STATED TASK 1
According to the post on storing historical data, why does the third approach fail to meet the goal? Answer in one to three sentences.
STATED TASK 2
In the post on storing historical data, what value is the DEFAULTGLOBAL parameter given in the current data class?
STATED TASK 3
Extend the post on storing historical data, picking up right after its final sentence.

** Start of GIVEN TEXT **

How to efficiently store historical data, similar to current data, without mixing physical storage ?
Let's consider you would like to efficiently store your historical data in a similar structure than the one used for your current data, but without sharing the same physical storage (ie : not in the same global). What is the most efficient way to do it ?
Below a simple class of your current data :
Class data.current.person Extends (%Persistent, %Populate) {Parameter DEFAULTGLOBAL = "^on.person";
Property name As %String;
Property dob As %Date(FORMAT = 4);
Property activ As %Boolean [ InitialExpression = 1 ];
Property created As %TimeStamp [ InitialExpression = {$zdt($h,3)} ];
Storage Default { <Data name="personDefaultData"> <Value name="1"> <Value>%%CLASSNAME</Value> </Value> <Value name="2"> <Value>name</Value> </Value> <Value name="3"> <Value>dob</Value> </Value> <Value name="4"> <Value>activ</Value> </Value> <Value name="5"> <Value>created</Value> </Value> </Data> <DataLocation>^on.personD</DataLocation> <DefaultData>personDefaultData</DefaultData> <IdLocation>^on.personD</IdLocation> <IndexLocation>^on.personI</IndexLocation> <StreamLocation>^on.personS</StreamLocation> <Type>%Storage.Persistent</Type> }}
NB : you can omit the DEFAULTGLOBAL parameter if you're happy with the one automatically generated (which is the case, most of the time) ; I use it in my example to emphasize the separation of globals in current and archive classes.
First approach
You could first think about creating 2 persistent classes and copy the same definition in both classes (except the Storage clause which will be recreated at the first compilation) :
Class data.current.person Extends %Persistent {}Class data.archive.person Extends %Persistent {}
But this approach will rapidly reveal itself disastrous in terms of maintenance, for obvious reason of duplicating the code/definitions.
Second approach
Another idea could be to create a common class with ClassType = "" in order to not create the storage definition at its level. Then, you can make archive and current classes inherit from this common class and add %Persistent inheritance in both subclasses.
Class data.common.person Extends %Persistent [ ClassType = "" ] {}Class data.current.person Extends (%Persistent,data.common.person) [ClassType = persistent ] {}Class data.archive.person Extends (%Persistent,data.common.person) [ ClassType = persistent ] {}
This way, you solve the question and get separate globals for each persistent class with a unique class to store all the definition.
But, this is not really convenient to manage 3 classes instead of 2 and to have to maintain the definition in the common class ; neither to be obliged to open the common class to get the detail of the definition of the current class.
Third approach
Well, a third solution could be to return to a very simple approach : just create an archive class which inherits from the current data class...
Class data.current.person Extends %Persistent {}Class data.archive.person Extends data.current.person {}
In that case, current and historical data will share the same storage definition and, as a result, their data will be stored in the same globals, which is not really convenient to physically separate both kind of data and thus not answering to our need.

** End of GIVEN TEXT **
** Start of ROWS **

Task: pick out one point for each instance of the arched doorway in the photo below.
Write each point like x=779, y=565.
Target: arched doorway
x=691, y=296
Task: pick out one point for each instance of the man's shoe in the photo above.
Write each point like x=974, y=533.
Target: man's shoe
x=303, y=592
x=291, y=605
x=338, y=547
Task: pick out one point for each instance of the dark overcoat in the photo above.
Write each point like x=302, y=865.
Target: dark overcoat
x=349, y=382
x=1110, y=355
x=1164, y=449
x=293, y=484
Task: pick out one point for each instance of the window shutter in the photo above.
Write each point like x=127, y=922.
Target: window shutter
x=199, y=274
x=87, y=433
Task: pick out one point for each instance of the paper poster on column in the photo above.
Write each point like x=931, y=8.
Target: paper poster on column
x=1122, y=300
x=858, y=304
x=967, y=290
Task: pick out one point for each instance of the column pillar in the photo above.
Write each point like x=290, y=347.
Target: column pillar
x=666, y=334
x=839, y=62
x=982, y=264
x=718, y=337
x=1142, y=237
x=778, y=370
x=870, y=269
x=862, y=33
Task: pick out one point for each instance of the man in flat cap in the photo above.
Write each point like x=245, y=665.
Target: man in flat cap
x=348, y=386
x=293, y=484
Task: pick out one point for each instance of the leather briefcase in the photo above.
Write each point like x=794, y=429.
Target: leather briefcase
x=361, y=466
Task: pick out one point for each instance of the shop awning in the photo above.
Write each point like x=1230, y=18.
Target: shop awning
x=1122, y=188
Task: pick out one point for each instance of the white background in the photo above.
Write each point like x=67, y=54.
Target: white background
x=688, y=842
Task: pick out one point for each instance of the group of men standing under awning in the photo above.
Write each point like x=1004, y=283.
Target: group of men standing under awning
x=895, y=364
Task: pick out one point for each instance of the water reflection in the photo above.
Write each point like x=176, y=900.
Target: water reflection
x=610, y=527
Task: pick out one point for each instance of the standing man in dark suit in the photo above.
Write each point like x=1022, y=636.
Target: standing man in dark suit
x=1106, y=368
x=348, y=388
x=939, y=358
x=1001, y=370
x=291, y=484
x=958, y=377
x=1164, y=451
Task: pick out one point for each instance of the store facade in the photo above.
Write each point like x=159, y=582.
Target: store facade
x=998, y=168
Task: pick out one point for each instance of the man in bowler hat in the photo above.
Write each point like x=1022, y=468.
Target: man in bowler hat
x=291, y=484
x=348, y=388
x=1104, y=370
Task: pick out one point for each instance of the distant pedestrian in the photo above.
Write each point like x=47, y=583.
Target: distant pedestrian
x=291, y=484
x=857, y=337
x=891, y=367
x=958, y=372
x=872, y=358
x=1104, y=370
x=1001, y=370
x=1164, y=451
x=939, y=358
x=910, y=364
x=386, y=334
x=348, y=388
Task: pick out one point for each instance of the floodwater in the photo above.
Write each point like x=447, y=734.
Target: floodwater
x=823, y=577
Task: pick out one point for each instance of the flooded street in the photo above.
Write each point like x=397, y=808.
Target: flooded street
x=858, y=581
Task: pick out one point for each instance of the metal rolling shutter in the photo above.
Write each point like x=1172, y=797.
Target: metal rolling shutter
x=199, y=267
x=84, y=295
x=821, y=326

** End of ROWS **

EXERCISE OUTPUT 1
Because the archive class inherits from the current data class, both classes share the same storage definition. Their data therefore ends up in the same globals, so current and historical data are not physically separated.

EXERCISE OUTPUT 2
"^on.person"

EXERCISE OUTPUT 3
A simpler approach
You can obtain a similar structure in archive class which inherits from current, without inheriting from its storage, by simply adding %Persistent inheritance before the class you want to inherit from.
In this case, even if the super class already contains a storage class with DataLocation (because of its persistent type), at compile time, the inheritance precedence will force the generation of a new storage clause based on the subclass definition, with its own storage for DataLocation, IdLocation, IndexLocation, StreamLocation.
Class data.archive.person Extends (%Persistent, data.current.person) { Parameter DEFAULTGLOBAL = "^off.person";Storage Default {%%CLASSNAME name dob activ created ^off.personD personDefaultData ^off.personD ^off.personI ^off.personS %Storage.Persistent } }
Other ideas ?
If you have other ways to address this question, please share your ideas and comments.
Comments
I'm using a modified second approach.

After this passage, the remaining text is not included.